[Extracted records]
*-*-*
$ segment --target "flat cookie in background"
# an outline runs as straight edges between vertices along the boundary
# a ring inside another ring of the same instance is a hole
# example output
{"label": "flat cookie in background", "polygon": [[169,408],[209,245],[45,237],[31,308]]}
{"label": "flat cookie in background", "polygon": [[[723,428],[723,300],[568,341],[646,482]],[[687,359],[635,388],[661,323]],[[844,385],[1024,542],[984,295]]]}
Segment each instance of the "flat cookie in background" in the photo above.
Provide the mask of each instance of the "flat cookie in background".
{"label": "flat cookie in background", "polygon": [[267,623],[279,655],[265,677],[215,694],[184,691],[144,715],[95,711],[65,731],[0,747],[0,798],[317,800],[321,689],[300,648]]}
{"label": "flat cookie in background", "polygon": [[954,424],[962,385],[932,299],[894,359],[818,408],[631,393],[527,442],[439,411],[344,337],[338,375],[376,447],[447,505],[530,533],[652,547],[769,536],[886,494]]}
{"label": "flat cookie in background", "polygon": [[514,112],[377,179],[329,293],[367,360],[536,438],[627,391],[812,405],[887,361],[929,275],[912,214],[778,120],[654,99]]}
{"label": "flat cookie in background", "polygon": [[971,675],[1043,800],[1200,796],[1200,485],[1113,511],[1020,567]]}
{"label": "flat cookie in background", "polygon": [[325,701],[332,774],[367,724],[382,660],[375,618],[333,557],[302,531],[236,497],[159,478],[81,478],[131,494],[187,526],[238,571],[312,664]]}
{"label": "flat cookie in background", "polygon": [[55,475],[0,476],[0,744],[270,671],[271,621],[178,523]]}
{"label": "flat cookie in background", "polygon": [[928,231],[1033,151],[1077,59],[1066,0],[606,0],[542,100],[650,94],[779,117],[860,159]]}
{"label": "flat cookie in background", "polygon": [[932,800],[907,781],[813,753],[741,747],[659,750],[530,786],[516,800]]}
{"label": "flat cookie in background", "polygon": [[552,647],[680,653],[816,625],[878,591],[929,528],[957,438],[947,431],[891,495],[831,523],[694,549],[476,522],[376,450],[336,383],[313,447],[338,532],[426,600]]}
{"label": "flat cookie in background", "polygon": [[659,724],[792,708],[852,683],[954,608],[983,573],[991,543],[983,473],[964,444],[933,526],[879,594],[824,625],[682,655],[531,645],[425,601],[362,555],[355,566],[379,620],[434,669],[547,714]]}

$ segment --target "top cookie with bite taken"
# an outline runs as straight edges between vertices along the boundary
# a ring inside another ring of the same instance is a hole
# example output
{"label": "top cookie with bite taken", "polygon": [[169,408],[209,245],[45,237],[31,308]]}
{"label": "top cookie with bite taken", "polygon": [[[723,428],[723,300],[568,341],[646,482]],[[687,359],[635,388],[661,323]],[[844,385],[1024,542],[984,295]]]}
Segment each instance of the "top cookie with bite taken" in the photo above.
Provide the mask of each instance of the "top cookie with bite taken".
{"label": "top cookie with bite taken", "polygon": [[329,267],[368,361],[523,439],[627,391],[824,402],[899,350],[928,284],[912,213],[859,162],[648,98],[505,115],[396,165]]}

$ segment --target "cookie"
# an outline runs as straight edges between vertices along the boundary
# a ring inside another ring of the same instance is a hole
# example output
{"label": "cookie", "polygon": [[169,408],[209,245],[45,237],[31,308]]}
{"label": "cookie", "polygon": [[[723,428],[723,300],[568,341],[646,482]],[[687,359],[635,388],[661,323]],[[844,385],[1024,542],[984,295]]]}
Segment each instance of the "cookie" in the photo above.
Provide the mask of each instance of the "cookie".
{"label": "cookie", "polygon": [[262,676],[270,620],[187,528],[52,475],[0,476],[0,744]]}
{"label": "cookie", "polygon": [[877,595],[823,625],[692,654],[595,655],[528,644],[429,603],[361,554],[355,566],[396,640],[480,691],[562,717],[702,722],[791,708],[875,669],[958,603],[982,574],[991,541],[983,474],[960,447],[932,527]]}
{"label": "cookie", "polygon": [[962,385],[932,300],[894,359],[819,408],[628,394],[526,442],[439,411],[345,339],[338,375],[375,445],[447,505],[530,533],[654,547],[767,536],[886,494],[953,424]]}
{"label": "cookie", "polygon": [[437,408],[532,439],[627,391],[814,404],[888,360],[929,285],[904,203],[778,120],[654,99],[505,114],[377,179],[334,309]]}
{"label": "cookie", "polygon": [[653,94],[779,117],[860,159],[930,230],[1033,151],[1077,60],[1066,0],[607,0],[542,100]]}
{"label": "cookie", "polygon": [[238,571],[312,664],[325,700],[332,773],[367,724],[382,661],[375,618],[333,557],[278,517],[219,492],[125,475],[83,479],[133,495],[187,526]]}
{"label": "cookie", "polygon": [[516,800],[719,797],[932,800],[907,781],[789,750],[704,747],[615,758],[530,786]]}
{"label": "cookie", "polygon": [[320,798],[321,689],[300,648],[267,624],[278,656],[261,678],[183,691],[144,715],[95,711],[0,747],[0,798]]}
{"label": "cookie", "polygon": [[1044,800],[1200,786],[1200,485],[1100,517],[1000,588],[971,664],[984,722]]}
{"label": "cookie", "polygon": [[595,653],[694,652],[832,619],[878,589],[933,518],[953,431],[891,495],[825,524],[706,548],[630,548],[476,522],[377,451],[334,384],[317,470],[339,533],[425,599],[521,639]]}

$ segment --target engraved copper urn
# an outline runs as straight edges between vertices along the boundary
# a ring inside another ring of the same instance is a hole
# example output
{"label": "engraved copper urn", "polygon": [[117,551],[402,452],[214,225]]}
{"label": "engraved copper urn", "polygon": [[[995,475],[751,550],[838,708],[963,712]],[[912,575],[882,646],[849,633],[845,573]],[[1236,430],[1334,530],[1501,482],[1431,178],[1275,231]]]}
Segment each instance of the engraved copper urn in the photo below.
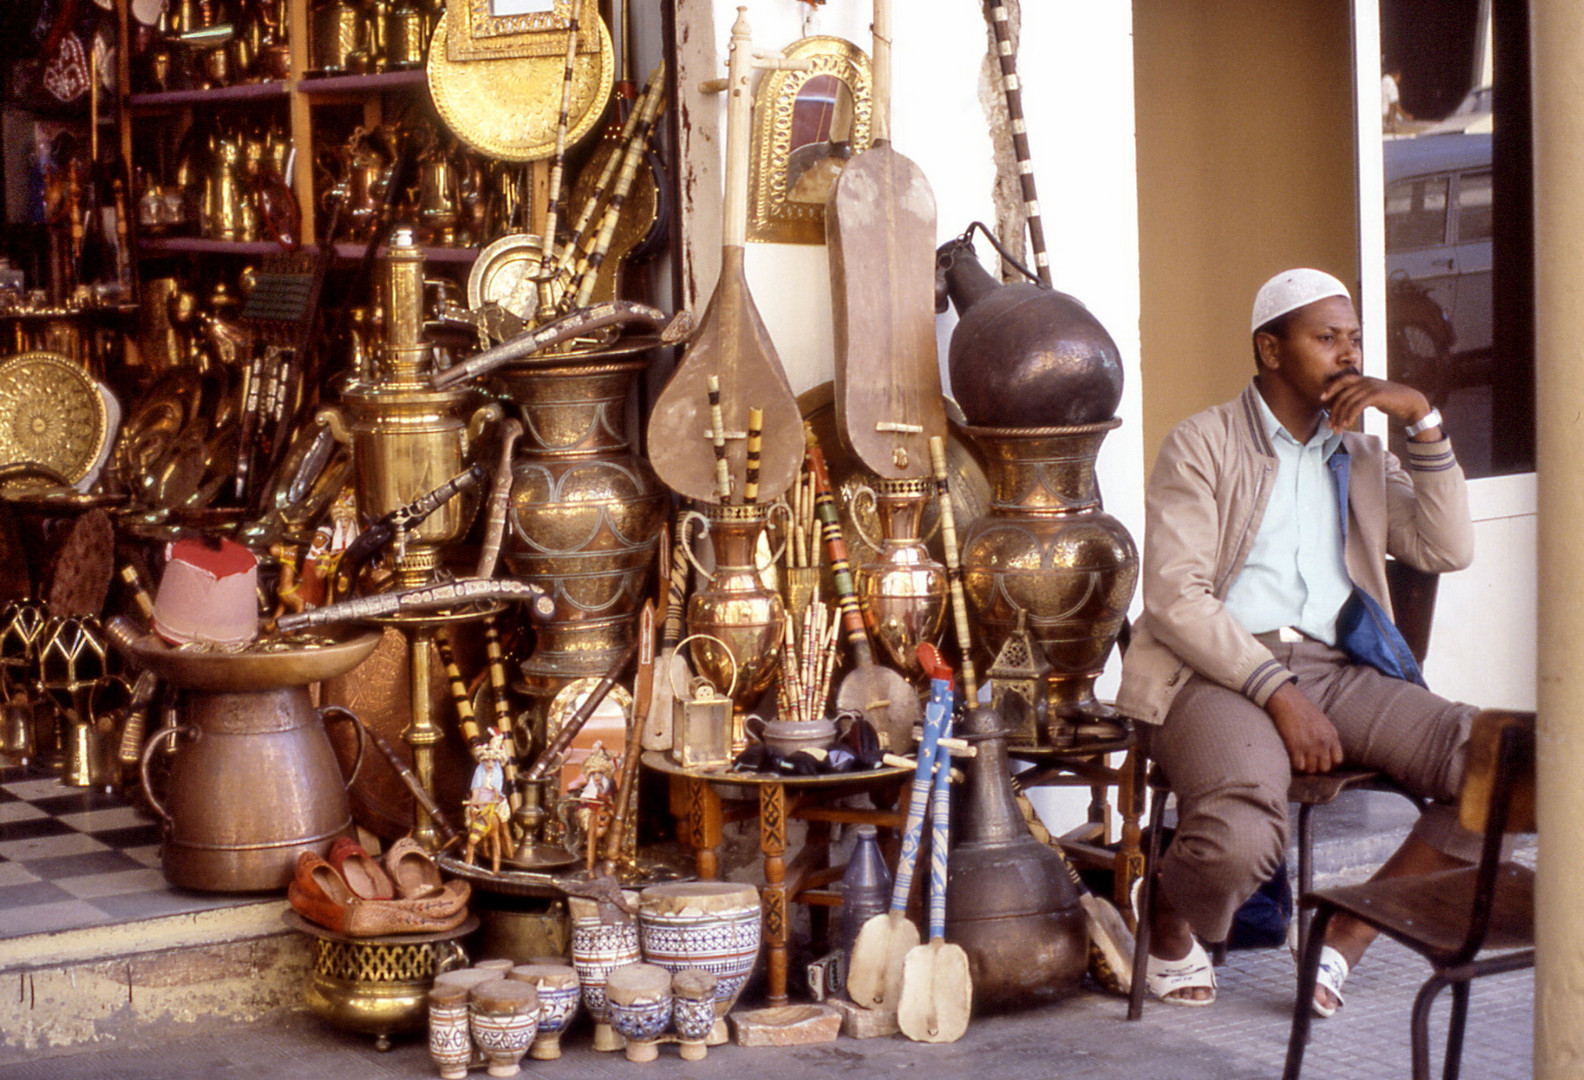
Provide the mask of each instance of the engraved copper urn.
*-*-*
Each entry above should come back word for word, and no picture should come with it.

*TASK RESPONSE*:
$ segment --target "flat cookie in background"
# an outline runs as straight edges between vertices along the boundary
# a ring inside another ring of the same instance is a hole
# example output
{"label": "flat cookie in background", "polygon": [[169,408],[209,245],[45,237],[31,308]]}
{"label": "flat cookie in background", "polygon": [[[723,428],[723,300],[568,341],[646,482]],[[687,359],[635,388],[661,323]],[[844,385],[1024,542],[984,295]]]}
Segment each instance of the "flat cookie in background" in the photo above.
Provide the mask of each instance of the "flat cookie in background".
{"label": "flat cookie in background", "polygon": [[267,623],[279,655],[265,677],[215,694],[184,691],[144,715],[95,711],[65,731],[0,747],[0,798],[317,800],[321,689],[300,648]]}
{"label": "flat cookie in background", "polygon": [[954,424],[962,385],[932,299],[894,359],[818,408],[631,393],[527,442],[439,411],[344,337],[338,375],[376,447],[447,505],[530,533],[652,547],[769,536],[886,494]]}
{"label": "flat cookie in background", "polygon": [[514,112],[377,179],[329,293],[367,360],[536,438],[627,391],[812,405],[887,361],[929,275],[912,214],[778,120],[654,99]]}
{"label": "flat cookie in background", "polygon": [[971,675],[1043,800],[1200,796],[1200,485],[1113,511],[1020,567]]}
{"label": "flat cookie in background", "polygon": [[325,701],[332,774],[367,724],[382,660],[375,618],[333,557],[302,531],[236,497],[159,478],[81,478],[131,494],[187,526],[238,571],[312,664]]}
{"label": "flat cookie in background", "polygon": [[55,475],[0,476],[0,744],[270,671],[271,621],[178,523]]}
{"label": "flat cookie in background", "polygon": [[928,231],[1033,151],[1077,59],[1066,0],[606,0],[542,100],[650,94],[779,117],[860,159]]}
{"label": "flat cookie in background", "polygon": [[932,800],[907,781],[813,753],[741,747],[659,750],[530,786],[516,800]]}
{"label": "flat cookie in background", "polygon": [[552,647],[680,653],[816,625],[878,591],[929,528],[957,438],[947,431],[891,495],[831,523],[694,549],[476,522],[376,450],[336,383],[313,447],[338,532],[426,600]]}
{"label": "flat cookie in background", "polygon": [[659,724],[792,708],[852,683],[954,608],[983,573],[991,543],[983,473],[964,444],[933,526],[879,594],[824,625],[682,655],[531,645],[425,601],[362,555],[355,566],[379,620],[434,669],[547,714]]}

$ segment --target "top cookie with bite taken"
# an outline runs as straight edges between vertices along the boundary
# a ring inside another ring of the same instance is a hole
# example output
{"label": "top cookie with bite taken", "polygon": [[169,408],[209,245],[45,237],[31,308]]}
{"label": "top cookie with bite taken", "polygon": [[[723,428],[723,300],[568,341],[646,482]],[[687,359],[635,388],[661,323]],[[844,385],[1024,542],[984,295]]]}
Segment each instance of the "top cookie with bite taken" in the photo above.
Provide the mask of each instance of the "top cookie with bite taken".
{"label": "top cookie with bite taken", "polygon": [[329,267],[368,361],[523,439],[627,391],[824,402],[899,350],[928,284],[912,213],[859,162],[648,98],[505,115],[396,165]]}

$ segment --target "cookie"
# an outline runs as straight edges between vertices along the boundary
# a ring inside another ring of the same instance is a hole
# example output
{"label": "cookie", "polygon": [[169,408],[209,245],[45,237],[31,308]]}
{"label": "cookie", "polygon": [[[723,428],[723,300],[568,341],[646,482]],[[687,359],[635,388],[661,323]],[[844,385],[1024,542],[984,295]]]}
Segment each instance of the "cookie" in the photo above.
Provide the mask of each instance of the "cookie".
{"label": "cookie", "polygon": [[262,676],[270,620],[187,528],[52,475],[0,476],[0,744]]}
{"label": "cookie", "polygon": [[877,595],[823,625],[692,654],[595,655],[528,644],[429,603],[361,554],[355,566],[396,640],[480,691],[562,717],[702,722],[791,708],[875,669],[958,603],[982,574],[991,541],[983,474],[960,447],[932,527]]}
{"label": "cookie", "polygon": [[962,385],[932,300],[894,359],[819,408],[628,394],[526,442],[439,411],[345,339],[338,375],[375,445],[447,505],[530,533],[654,547],[767,536],[886,494],[953,424]]}
{"label": "cookie", "polygon": [[437,408],[532,439],[627,391],[814,404],[888,360],[929,285],[904,203],[778,120],[654,99],[505,114],[377,179],[334,309]]}
{"label": "cookie", "polygon": [[653,94],[779,117],[860,159],[930,230],[1033,151],[1077,60],[1066,0],[607,0],[542,100]]}
{"label": "cookie", "polygon": [[238,571],[312,664],[325,700],[332,773],[367,724],[382,661],[375,618],[333,557],[278,517],[219,492],[125,475],[83,479],[133,495],[187,526]]}
{"label": "cookie", "polygon": [[516,800],[719,797],[932,800],[907,781],[789,750],[704,747],[615,758],[530,786]]}
{"label": "cookie", "polygon": [[320,798],[321,689],[300,648],[267,624],[278,656],[261,678],[183,691],[144,715],[95,711],[0,747],[0,798]]}
{"label": "cookie", "polygon": [[1044,800],[1200,786],[1200,485],[1100,517],[1000,588],[971,664],[984,722]]}
{"label": "cookie", "polygon": [[595,653],[694,652],[832,619],[878,589],[933,518],[953,431],[891,495],[825,524],[706,548],[630,548],[476,522],[377,451],[334,384],[317,470],[339,533],[425,599],[521,639]]}

$ segment --target engraved copper urn
# an outline runs as straight edges between vertices along the boundary
# a ring inside another ring of the same instance is a hole
# example output
{"label": "engraved copper urn", "polygon": [[117,551],[402,452],[214,225]]}
{"label": "engraved copper urn", "polygon": [[[995,475],[751,550],[838,708],[963,712]],[[912,575],[882,646],[849,633],[845,573]],[[1236,430],[1334,530],[1501,482],[1431,178],[1275,231]]]}
Segment each instance of the engraved copper urn in the photo below.
Provide the mask of each instance of the engraved copper urn.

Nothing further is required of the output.